# Stored data entries
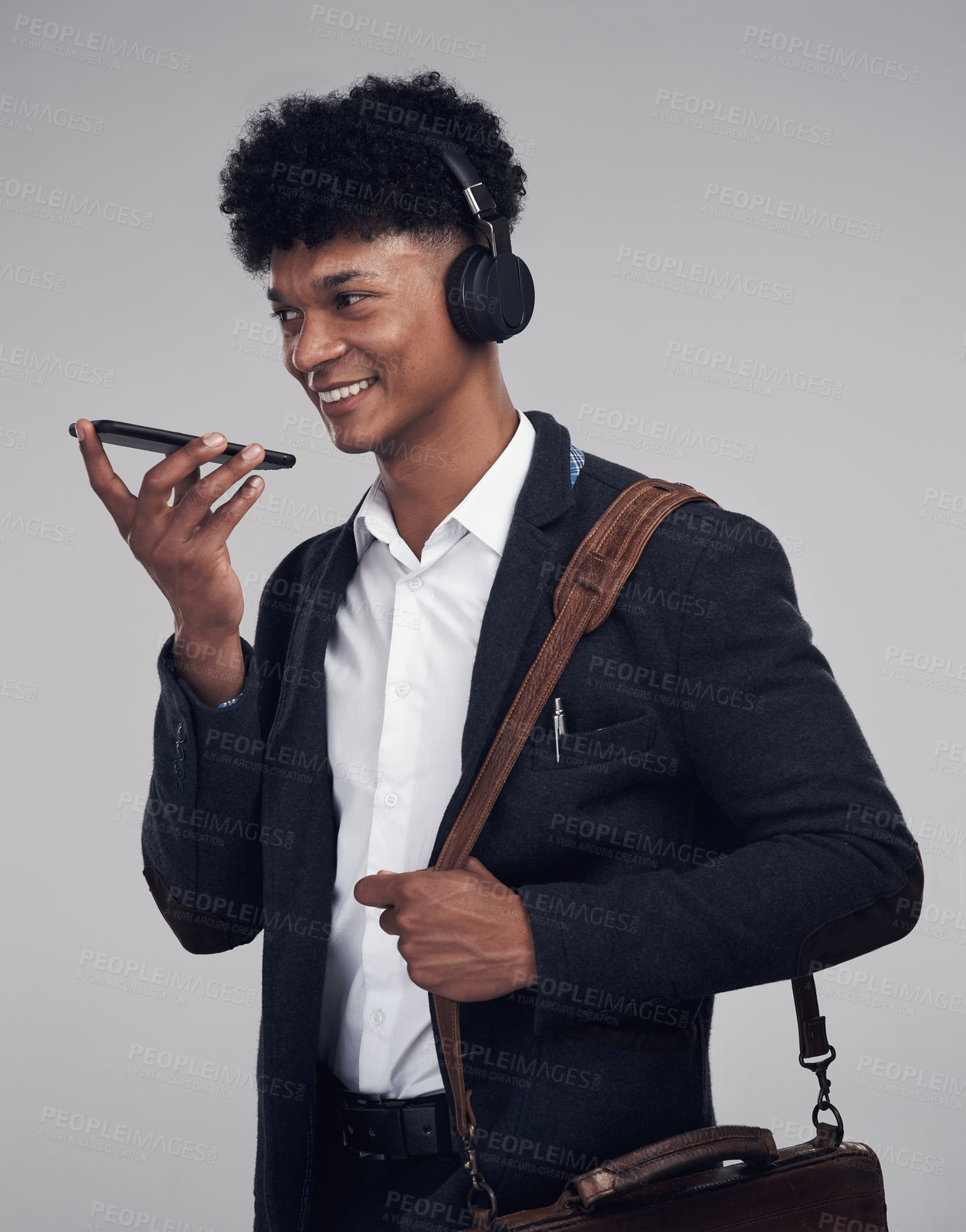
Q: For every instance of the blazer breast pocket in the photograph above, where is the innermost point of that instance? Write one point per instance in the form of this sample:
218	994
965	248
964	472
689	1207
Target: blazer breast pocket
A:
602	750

...

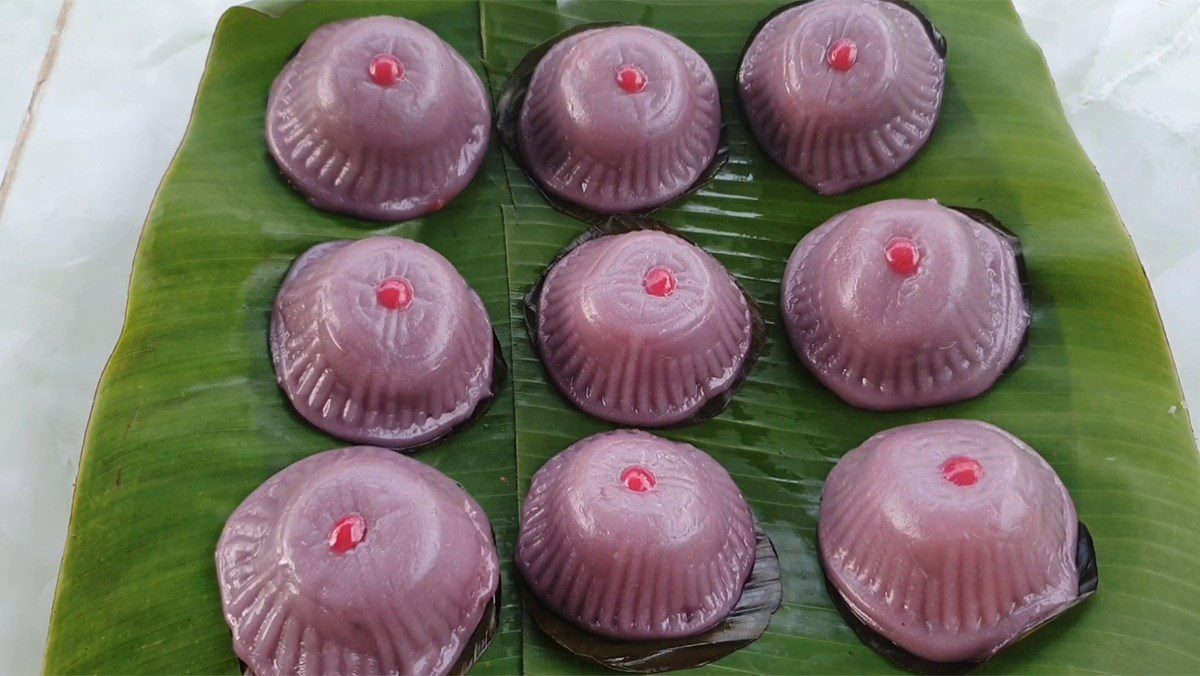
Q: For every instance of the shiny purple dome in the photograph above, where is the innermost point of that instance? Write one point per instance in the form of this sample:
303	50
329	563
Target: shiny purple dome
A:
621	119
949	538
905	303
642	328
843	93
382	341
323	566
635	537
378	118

==

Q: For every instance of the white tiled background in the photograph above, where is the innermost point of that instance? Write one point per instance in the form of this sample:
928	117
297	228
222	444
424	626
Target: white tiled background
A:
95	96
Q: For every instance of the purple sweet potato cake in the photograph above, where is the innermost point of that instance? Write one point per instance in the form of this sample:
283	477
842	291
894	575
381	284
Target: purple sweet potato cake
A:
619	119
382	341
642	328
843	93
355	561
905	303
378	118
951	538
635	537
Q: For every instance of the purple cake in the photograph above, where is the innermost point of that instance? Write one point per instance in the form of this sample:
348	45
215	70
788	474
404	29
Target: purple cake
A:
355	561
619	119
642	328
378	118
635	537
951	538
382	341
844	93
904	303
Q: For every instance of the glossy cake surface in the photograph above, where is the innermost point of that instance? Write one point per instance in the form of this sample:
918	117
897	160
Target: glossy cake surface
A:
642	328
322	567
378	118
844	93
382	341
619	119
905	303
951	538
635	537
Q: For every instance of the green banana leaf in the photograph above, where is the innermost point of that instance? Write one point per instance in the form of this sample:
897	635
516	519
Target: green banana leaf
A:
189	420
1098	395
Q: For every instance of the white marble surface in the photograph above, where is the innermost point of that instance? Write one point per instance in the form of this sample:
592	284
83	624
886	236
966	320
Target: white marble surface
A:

# Given request
Extract each line of the material above that contains the string "innermost". Uppercase and lowercase letters count as different.

# Correct answer
Q: For every instance of the blazer breast pocket in the photograph above, where is the innermost point of that instance? Write one point per instance in the form of this sample:
Q: For every instance of the shiny purple dome in the photograph above, where is the innermost point of that instance? Write one point per instance in the form of this sample:
Q: For every instance of the white tiled background in the photograph above, where is the innermost point of that instance? Write one point per instance in the form of this sample:
Q: For every instance of the purple sweet potato cake in the photograph above, where is the innermost point of that instance? Write one point per instance in the form of this sample:
Q: For every instance of the purple cake in the photograph above, where is the innermost point of that instance? Write one point per instance in the form of this sample:
Q: For every instance of the glossy cake surface in the photograph above, where is the innermost point of that instance? Write one point per instance in the form of this sample:
Q: For every instance of the green banana leaf in the photograph above, where is the innermost point of that instance? Write one point per instance in the form of this sample:
Q: For every instance of the white marble surface in the photograph above, where is the innermost point of that instance? Write one point per instance in the form of this sample:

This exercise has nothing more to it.